• **Document excerpt**:
|---|

The availability of \(\mathrm{LH}*_{\mathrm{RS}}\) and similar data structures introduces a new type of addressing error, caused by a “wandering bucket”. A wandering bucket is a bucket that becomes unavailable and then is reconstructed elsewhere changing its physical (IP) address. LH\(*\) has a client who cannot find a bucket contact the coordinator, but this creates a hot spot if there are many clients and more than a few wandering buckets. A client using a wrong address might direct itself to a non-existing node or to a different service residing at the address. The client then has to use a time-out to decide that something is wrong, which increases the length of resolving the request. Since \(\mathrm{LH}*_{\mathrm{RS}}\) allows for out-of-band reconstruction for records demanded by a client and for out-of-band insertion and deletion, a client can in general expect rapid service once a bucket has been flagged as unavailable. Only if the client is so unlucky to try to interact with an unavailable bucket before it has been flagged as such, will the client experience bad service. We address the problem of not finding a wandering bucket here by using the distributed Address Resolution File and by a mechanism that informs clients of bucket locations.

4 ARF: Address Resolution File

LH\(*\) clients and nodes store information about bucket addresses in a table associating bucket numbers with node addresses. Since node addresses are between 4B and 16B, each client or node can easily maintain an association table for hundreds of thousands of buckets. Buckets only need to maintain a small table of their direct descendants in order to allow forwarding. By piggy-backing information on replies to forwarded messages, a single- or a double-forward adds to the client’s association table.

4.1 The Address Resolution File

Unfortunately, the wandering bucket problem cannot be solved with just this simple device. Instead, we form an Address Resolution File (ARF) that is stored in buckets together with existing buckets of the LH\(*\) file. It is a distributed version of the association table that each client maintains. It allows a client or a bucket to find a reconstructed bucket quickly and a new client to quickly generate its private association table or possibly even replace it. For its proper functioning, the ARF needs to have the following properties:

  • The address of a bucket is not stored at the bucket itself.

  • The ARF tolerates failures.

  • A single bucket address is replicated at various buckets of the ARF and requests for this address are guided to different replicas to avoid hot spots.

  • Only few buckets need to be updated if a bucket is reconstructed elsewhere.

  • Information on a new bucket address needs to be sent to only a few buckets.

|---|

• **What to work on**:
• A. According to the address resolution excerpt, what is a wandering bucket?
• B. Translate this sentence from the address resolution excerpt into Spanish: "Buckets only need to maintain a small table of their direct descendants in order to allow forwarding."
• C. Extend the address resolution excerpt past its final list item by writing the next part of its discussion of the Address Resolution File.

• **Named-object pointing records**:
|---|

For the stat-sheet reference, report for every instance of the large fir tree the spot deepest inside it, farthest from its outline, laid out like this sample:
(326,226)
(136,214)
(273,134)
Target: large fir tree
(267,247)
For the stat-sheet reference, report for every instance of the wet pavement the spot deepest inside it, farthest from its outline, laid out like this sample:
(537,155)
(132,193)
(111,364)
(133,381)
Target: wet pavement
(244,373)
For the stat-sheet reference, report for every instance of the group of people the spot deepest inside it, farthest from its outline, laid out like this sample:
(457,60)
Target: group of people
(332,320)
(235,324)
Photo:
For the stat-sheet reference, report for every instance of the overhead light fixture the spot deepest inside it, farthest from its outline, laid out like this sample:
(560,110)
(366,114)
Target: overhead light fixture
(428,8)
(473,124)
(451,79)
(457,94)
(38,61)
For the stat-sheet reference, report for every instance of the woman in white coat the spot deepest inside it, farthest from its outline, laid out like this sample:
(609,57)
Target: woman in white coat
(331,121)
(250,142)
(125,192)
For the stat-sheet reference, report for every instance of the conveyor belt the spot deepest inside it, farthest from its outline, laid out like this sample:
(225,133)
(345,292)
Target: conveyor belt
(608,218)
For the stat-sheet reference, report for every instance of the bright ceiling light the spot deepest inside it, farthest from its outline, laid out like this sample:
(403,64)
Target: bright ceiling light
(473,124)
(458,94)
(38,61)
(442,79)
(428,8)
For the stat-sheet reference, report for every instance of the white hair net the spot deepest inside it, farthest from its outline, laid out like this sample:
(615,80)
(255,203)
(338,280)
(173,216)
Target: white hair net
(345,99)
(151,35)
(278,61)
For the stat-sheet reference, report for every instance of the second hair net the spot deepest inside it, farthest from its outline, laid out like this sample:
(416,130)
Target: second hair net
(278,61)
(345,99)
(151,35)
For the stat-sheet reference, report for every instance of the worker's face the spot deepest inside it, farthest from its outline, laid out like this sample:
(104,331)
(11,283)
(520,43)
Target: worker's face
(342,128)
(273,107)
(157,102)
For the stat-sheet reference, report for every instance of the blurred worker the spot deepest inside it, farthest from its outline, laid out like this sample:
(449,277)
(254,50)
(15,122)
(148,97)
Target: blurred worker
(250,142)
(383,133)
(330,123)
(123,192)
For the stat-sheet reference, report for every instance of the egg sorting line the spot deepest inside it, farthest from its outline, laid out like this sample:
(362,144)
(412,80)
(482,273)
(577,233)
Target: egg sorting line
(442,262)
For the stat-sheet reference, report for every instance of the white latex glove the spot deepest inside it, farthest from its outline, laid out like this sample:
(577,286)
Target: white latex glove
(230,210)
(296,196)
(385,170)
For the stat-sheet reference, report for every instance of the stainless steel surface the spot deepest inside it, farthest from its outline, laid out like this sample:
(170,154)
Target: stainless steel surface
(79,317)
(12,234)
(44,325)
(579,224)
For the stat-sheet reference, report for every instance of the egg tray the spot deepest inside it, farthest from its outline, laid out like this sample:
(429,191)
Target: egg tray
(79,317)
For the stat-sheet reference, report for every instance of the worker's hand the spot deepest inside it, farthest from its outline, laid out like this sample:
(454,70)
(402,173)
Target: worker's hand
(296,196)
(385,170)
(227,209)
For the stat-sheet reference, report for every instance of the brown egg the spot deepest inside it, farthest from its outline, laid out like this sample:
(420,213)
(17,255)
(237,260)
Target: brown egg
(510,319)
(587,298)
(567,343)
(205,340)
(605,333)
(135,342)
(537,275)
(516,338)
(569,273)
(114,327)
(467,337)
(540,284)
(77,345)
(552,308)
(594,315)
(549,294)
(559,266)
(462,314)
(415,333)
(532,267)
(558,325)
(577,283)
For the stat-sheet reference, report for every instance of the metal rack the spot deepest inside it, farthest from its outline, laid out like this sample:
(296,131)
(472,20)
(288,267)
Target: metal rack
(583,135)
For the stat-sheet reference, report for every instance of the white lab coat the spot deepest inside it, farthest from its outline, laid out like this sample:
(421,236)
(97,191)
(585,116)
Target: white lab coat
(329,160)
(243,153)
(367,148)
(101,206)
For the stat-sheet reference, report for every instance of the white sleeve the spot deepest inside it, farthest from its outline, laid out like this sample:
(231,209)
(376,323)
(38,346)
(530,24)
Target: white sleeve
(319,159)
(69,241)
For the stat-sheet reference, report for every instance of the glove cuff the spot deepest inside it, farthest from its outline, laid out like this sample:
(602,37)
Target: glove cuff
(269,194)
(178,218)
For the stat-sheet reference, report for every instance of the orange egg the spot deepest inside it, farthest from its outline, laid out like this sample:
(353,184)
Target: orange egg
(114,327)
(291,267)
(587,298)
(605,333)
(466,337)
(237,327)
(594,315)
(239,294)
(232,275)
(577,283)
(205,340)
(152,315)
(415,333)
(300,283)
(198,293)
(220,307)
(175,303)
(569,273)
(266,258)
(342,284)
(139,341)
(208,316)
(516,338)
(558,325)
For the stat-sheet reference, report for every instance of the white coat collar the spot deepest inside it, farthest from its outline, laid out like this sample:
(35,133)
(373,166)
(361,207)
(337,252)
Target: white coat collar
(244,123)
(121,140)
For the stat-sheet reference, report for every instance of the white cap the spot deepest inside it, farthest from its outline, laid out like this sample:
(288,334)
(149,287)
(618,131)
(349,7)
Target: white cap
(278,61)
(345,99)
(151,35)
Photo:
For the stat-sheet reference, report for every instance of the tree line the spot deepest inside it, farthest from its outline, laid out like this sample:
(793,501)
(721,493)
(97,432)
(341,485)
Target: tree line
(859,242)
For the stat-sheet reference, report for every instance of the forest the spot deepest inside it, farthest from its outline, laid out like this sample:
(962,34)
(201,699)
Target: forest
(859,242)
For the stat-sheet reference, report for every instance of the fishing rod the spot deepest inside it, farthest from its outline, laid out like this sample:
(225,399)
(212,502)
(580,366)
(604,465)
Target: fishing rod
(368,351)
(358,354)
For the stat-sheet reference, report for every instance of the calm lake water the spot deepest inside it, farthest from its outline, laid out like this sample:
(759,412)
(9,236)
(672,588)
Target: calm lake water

|---|

• **Task responses**:
• A. A wandering bucket is a bucket that becomes unavailable and is then reconstructed elsewhere, which changes its physical (IP) address.

• B. Los buckets solo necesitan mantener una pequeña tabla de sus descendientes directos para permitir el reenvío.

• C.
The load of an ARF bucket depends on the number of clients that want to access a wandering bucket and that do not have the new address. The LH\(*\) structure however has only access to the total number of LH\(*\) buckets and not to the number of clients in this situation, but it can react to the number of requests received by an ARF bucket to grow and thereby dilute the load. At the same time, each replica of a bucket address—IP address record needs to be updated when a bucket is reconstructed.

4.2 LH-Files Governed by Two Categories

A normal linear hash file grows based on a single factor, the number of records in it. We want to control growth of the AFR based on two independent parameters, namely the LH\(*\) file extent—the number of buckets in it—and the likely number of clients that need information. We can assume that both parameters only grow. We now adapt the LH addressing mechanism to these two categories.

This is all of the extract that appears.